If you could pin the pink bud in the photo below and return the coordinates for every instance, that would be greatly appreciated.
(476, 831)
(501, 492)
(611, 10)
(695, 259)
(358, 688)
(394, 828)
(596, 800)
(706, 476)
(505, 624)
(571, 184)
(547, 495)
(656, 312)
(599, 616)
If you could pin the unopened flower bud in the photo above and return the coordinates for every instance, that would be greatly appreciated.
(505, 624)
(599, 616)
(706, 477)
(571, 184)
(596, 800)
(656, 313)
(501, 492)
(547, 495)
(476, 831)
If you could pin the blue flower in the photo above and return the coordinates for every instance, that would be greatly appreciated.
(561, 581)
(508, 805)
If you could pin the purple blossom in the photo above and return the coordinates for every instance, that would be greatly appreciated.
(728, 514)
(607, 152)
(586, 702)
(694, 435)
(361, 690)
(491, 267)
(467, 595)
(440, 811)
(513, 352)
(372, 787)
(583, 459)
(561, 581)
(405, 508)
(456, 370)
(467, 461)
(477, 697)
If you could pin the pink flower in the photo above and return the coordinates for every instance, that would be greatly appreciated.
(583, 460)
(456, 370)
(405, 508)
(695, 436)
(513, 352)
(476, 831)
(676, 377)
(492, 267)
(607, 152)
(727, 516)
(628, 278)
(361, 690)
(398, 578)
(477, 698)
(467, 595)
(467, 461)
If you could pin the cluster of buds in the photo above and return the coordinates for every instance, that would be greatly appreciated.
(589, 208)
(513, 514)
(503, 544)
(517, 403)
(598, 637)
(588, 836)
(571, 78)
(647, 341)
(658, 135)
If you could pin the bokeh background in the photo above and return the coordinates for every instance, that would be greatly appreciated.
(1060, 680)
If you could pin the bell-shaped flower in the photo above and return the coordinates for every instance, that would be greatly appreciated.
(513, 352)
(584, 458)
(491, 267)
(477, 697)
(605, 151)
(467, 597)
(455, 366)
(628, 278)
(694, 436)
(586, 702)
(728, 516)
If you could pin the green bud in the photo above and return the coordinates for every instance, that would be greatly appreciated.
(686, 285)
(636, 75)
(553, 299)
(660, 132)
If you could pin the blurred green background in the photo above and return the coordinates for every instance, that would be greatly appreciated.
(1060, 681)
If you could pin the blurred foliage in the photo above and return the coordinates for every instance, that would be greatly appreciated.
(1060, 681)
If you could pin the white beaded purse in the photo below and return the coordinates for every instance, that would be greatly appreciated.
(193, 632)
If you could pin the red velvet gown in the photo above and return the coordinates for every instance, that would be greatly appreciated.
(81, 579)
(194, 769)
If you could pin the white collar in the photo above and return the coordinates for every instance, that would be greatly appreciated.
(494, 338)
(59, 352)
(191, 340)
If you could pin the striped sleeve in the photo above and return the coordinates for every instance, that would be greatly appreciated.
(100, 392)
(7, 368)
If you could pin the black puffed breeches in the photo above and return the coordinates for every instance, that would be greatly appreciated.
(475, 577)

------------------------------------------------------------------------

(Goal):
Rewrite every line of the records above as a JSON list of strings, one string per line, leaving out blank lines.

(Answer below):
[
  "If you could pin the pink bud in the photo below and return the coordinates for every instance, that would be greatly appreciated.",
  "(476, 831)",
  "(501, 492)",
  "(611, 10)",
  "(695, 259)",
  "(358, 688)",
  "(394, 828)",
  "(596, 800)",
  "(706, 476)",
  "(505, 624)",
  "(571, 184)",
  "(547, 495)",
  "(656, 312)",
  "(599, 616)",
  "If you could pin the unopened flower bud in the photo above and return the coordinates for every instance, that would be greatly appreciated.",
  "(505, 624)",
  "(599, 616)",
  "(706, 477)",
  "(571, 184)",
  "(596, 800)",
  "(656, 313)",
  "(501, 492)",
  "(547, 495)",
  "(476, 831)",
  "If you could pin the blue flower in the photo above and return the coordinates for every instance, that would be greatly appreciated.",
  "(561, 581)",
  "(508, 805)",
  "If you could pin the purple blossom in the photo above and return the coordinates for every instance, that would be greatly appreciated.",
  "(728, 514)",
  "(607, 152)",
  "(586, 702)",
  "(694, 435)",
  "(361, 690)",
  "(491, 267)",
  "(467, 595)",
  "(440, 811)",
  "(513, 352)",
  "(372, 787)",
  "(583, 459)",
  "(561, 581)",
  "(405, 508)",
  "(456, 370)",
  "(467, 461)",
  "(477, 697)",
  "If you could pin the pink flower in the photo above and return the coordinates for every instance, that would be greatly appreciated.",
  "(583, 460)",
  "(456, 370)",
  "(405, 508)",
  "(695, 436)",
  "(513, 352)",
  "(476, 831)",
  "(676, 377)",
  "(492, 267)",
  "(607, 152)",
  "(727, 516)",
  "(628, 278)",
  "(361, 690)",
  "(398, 578)",
  "(477, 698)",
  "(467, 595)",
  "(467, 461)",
  "If you could pin the cluster of buds in the photo above and return the coordinates for every instance, that would be greatly appreciated.",
  "(589, 208)",
  "(513, 514)",
  "(503, 544)",
  "(517, 403)",
  "(598, 637)",
  "(588, 836)",
  "(571, 78)",
  "(647, 341)",
  "(658, 135)",
  "If you could pin the bokeh background in the photo above and return the coordinates for every instance, that would be greatly appreciated.",
  "(1060, 680)",
  "If you could pin the bell-shaped flower in the photo above and return the coordinates for every instance, that would be greatly appreciated.",
  "(513, 352)",
  "(584, 458)",
  "(491, 267)",
  "(477, 697)",
  "(605, 151)",
  "(467, 597)",
  "(455, 366)",
  "(628, 278)",
  "(694, 436)",
  "(586, 702)",
  "(728, 516)",
  "If you could pin the green bud in the photo above and return the coordinates for every instance, that would be greatly appreciated.",
  "(686, 285)",
  "(636, 75)",
  "(553, 299)",
  "(660, 132)",
  "If you could pin the blurred green background in the photo above and return the coordinates for every instance, that would be greatly appreciated.",
  "(1060, 681)",
  "If you could pin the blurred foliage in the photo above and return the coordinates for every instance, that would be greatly appreciated.",
  "(1060, 681)",
  "If you could pin the white beaded purse in the photo below and return the coordinates for every instance, that would be greatly appreciated.",
  "(193, 632)",
  "If you could pin the red velvet gown in the photo above and return the coordinates for every instance, that would be greatly appreciated.",
  "(81, 579)",
  "(194, 769)",
  "If you could pin the white collar in the photo above and return the coordinates for every instance, that would be greatly appreciated.",
  "(494, 338)",
  "(59, 352)",
  "(191, 340)",
  "If you could pin the striped sleeve in the photo above and return the coordinates for every instance, that would be greatly appreciated.",
  "(100, 392)",
  "(7, 368)",
  "If you could pin the black puffed breeches in the photo above and return the coordinates for every instance, that would be greatly appreciated.",
  "(475, 577)"
]